(Natural language region descriptions)

⁂

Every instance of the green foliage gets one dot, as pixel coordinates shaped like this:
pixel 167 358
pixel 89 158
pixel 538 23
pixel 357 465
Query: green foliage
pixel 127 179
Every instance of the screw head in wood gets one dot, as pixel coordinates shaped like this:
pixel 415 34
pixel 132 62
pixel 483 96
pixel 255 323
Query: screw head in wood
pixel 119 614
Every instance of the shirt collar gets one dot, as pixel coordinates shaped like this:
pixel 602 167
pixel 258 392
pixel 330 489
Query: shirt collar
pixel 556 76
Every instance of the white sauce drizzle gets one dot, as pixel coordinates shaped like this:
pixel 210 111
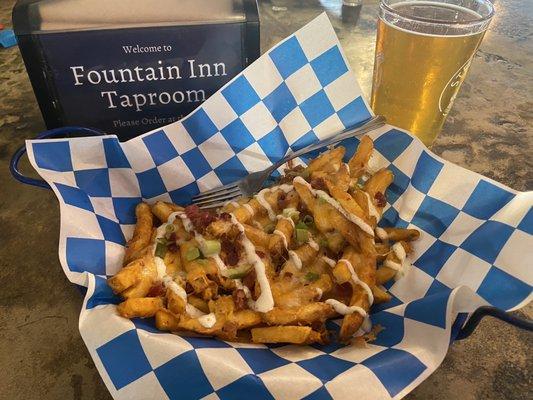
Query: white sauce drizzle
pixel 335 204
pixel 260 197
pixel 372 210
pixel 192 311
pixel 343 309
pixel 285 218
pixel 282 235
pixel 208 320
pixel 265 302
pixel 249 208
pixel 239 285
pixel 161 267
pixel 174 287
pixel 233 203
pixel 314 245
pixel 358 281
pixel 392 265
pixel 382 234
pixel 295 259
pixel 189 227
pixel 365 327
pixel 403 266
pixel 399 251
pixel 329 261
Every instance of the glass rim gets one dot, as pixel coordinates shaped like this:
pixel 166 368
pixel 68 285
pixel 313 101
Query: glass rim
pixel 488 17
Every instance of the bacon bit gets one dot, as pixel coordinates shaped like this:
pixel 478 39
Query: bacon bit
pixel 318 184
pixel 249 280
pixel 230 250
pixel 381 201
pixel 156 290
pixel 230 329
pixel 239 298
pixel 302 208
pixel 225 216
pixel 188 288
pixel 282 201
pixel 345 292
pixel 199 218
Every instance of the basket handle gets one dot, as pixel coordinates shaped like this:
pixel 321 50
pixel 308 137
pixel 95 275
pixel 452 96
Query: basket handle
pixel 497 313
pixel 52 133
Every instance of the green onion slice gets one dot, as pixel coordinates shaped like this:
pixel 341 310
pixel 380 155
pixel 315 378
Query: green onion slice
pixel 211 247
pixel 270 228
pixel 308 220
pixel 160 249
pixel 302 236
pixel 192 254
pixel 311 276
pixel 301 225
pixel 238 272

⁂

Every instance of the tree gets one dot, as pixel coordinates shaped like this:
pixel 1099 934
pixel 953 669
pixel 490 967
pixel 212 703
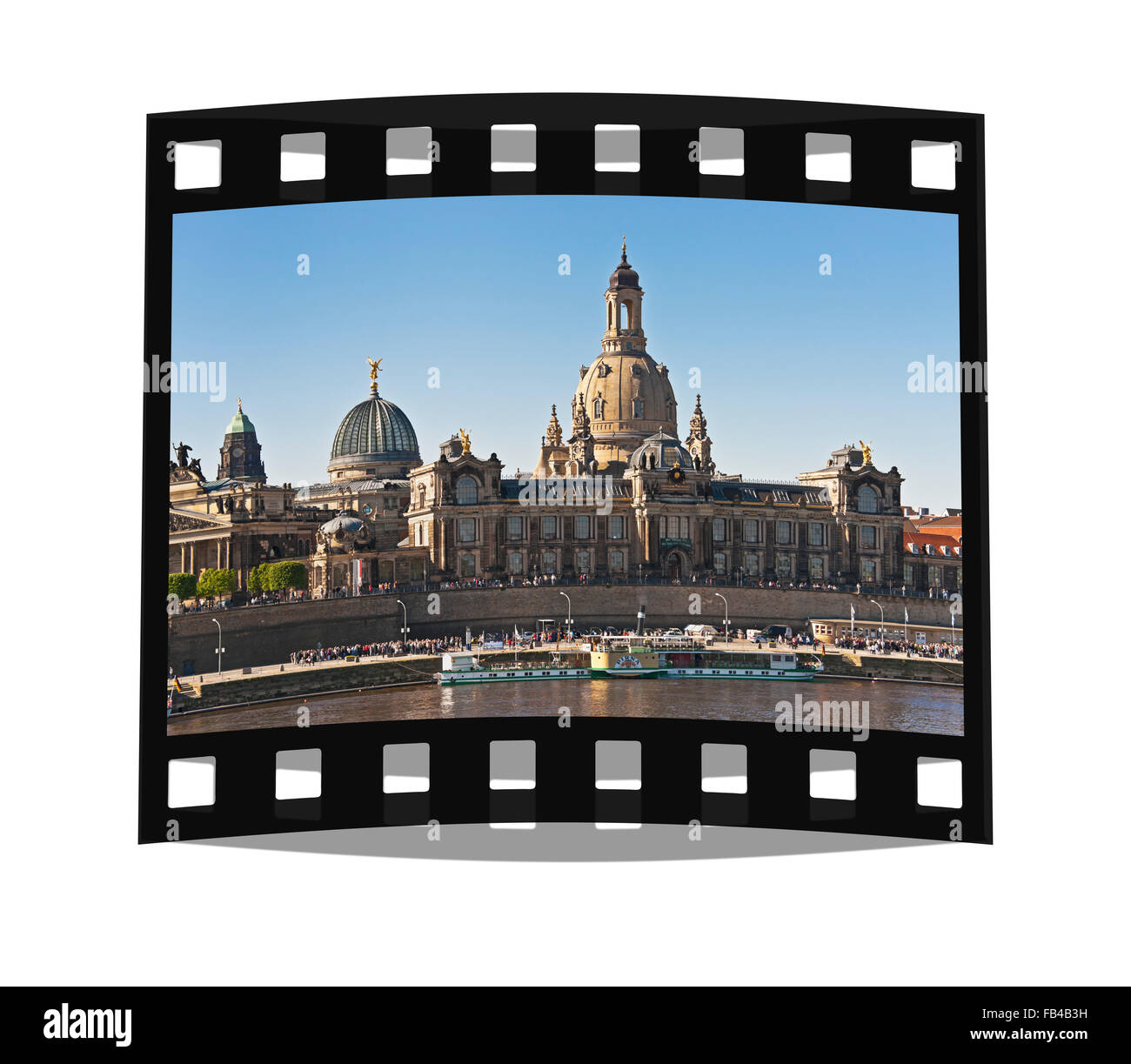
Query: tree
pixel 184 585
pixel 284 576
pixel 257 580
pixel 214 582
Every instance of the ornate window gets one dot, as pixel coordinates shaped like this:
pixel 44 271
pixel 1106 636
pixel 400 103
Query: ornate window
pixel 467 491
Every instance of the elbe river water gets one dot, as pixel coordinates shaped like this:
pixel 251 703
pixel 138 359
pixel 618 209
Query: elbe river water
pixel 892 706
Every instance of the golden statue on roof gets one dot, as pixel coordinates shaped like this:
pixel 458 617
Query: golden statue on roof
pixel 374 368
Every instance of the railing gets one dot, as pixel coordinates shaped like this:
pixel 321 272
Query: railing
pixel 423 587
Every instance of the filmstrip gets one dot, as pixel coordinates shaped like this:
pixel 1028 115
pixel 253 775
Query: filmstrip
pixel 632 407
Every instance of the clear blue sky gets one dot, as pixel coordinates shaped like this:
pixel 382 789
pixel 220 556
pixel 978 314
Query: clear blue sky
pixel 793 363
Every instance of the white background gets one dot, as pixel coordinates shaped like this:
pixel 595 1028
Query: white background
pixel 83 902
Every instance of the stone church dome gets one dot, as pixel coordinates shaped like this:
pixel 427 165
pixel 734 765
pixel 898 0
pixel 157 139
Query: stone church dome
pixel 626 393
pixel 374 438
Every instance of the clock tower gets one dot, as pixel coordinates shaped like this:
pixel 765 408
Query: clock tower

⁂

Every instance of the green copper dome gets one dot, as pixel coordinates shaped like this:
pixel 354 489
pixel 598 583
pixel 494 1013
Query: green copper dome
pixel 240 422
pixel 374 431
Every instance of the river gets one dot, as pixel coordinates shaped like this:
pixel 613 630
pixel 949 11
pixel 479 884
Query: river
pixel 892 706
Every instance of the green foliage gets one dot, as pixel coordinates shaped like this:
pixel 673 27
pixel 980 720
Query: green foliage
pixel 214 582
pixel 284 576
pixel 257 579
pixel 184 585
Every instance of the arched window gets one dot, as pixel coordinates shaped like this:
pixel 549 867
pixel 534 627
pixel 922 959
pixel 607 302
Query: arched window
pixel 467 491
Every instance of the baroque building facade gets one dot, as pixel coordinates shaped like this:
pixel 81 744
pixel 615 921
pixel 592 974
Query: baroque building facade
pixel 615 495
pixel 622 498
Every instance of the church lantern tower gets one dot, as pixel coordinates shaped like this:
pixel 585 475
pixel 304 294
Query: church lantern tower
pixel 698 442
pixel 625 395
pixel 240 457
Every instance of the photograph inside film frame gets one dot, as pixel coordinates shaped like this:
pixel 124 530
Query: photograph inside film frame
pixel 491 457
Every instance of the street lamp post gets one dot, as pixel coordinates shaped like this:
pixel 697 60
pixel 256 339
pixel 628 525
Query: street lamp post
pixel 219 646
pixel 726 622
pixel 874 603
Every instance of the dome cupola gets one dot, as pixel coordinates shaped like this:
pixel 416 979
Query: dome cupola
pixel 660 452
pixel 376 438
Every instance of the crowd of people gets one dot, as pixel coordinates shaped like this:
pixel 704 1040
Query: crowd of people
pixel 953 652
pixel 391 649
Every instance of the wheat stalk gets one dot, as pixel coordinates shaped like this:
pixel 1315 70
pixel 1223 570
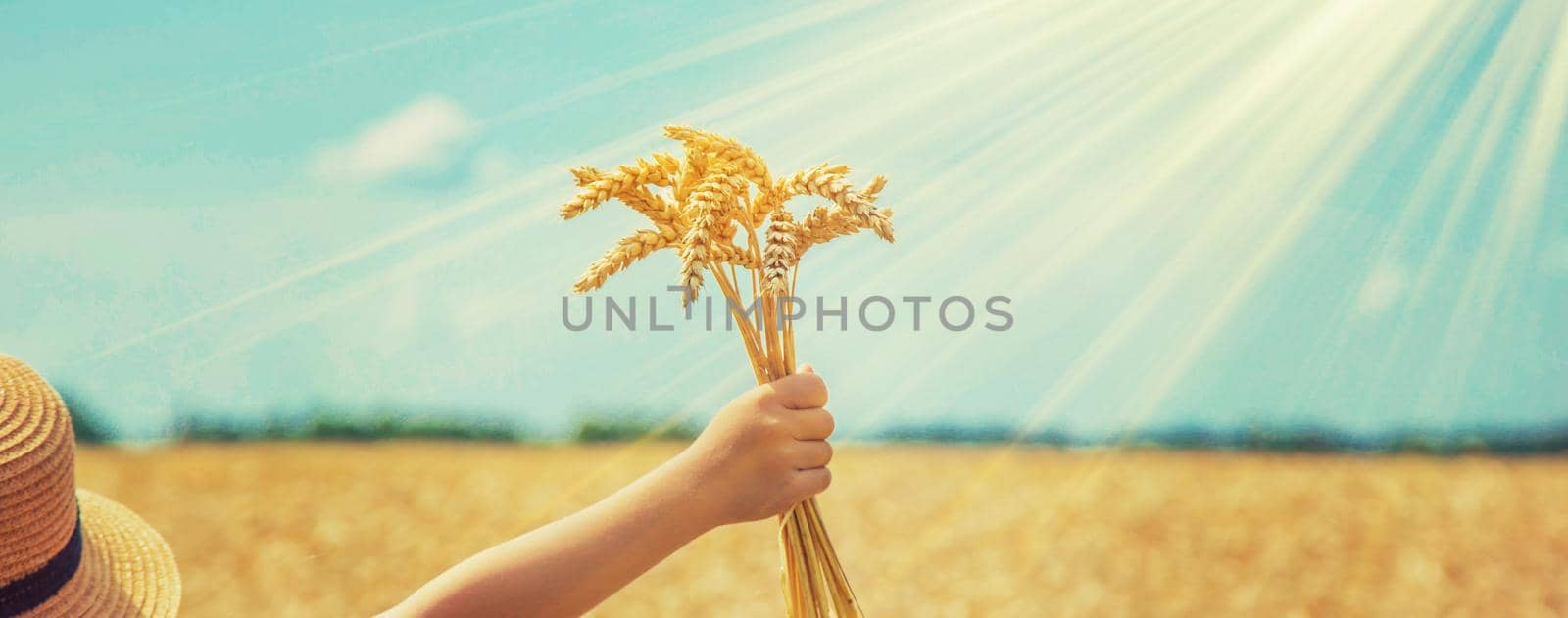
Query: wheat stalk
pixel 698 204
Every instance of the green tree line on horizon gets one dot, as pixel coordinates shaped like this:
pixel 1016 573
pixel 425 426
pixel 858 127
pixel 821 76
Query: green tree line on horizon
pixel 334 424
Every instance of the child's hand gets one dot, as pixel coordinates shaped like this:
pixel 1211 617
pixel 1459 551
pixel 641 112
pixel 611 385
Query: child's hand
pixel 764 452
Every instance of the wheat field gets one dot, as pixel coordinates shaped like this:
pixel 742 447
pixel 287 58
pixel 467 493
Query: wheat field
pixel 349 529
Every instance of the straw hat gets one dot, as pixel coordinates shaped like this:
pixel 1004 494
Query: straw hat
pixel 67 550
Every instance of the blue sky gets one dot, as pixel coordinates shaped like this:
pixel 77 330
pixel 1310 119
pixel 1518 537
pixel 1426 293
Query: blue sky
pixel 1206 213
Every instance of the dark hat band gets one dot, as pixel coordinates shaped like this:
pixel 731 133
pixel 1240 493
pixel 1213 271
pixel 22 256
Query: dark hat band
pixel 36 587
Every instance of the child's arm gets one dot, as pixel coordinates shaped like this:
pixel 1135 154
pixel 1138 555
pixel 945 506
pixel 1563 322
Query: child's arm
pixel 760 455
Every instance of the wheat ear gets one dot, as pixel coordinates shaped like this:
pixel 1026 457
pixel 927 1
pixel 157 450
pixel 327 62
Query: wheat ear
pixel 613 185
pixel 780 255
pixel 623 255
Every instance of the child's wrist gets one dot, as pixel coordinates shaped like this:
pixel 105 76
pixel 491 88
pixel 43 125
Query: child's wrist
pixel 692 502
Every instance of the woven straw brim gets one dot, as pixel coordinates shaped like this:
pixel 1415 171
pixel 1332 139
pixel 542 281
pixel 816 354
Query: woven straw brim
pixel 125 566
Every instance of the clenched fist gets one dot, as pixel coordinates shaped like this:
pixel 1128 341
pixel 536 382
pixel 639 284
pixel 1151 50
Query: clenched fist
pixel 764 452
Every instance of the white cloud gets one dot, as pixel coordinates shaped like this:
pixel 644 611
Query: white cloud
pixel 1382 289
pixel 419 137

⁂

◆ What is needed
The answer is the run of lines above from the line containing "pixel 595 1028" through the line containing "Query: clock tower", copied exactly and alone.

◆ Output of the exercise
pixel 595 1028
Query: white background
pixel 83 902
Every instance of the stone church dome gets one dot, as pixel coordinates shaped like this:
pixel 427 165
pixel 734 765
pixel 898 0
pixel 157 139
Query: stone church dome
pixel 626 393
pixel 374 438
Every instance of the clock tower gets one dot, as pixel coordinates shaped like this:
pixel 765 408
Query: clock tower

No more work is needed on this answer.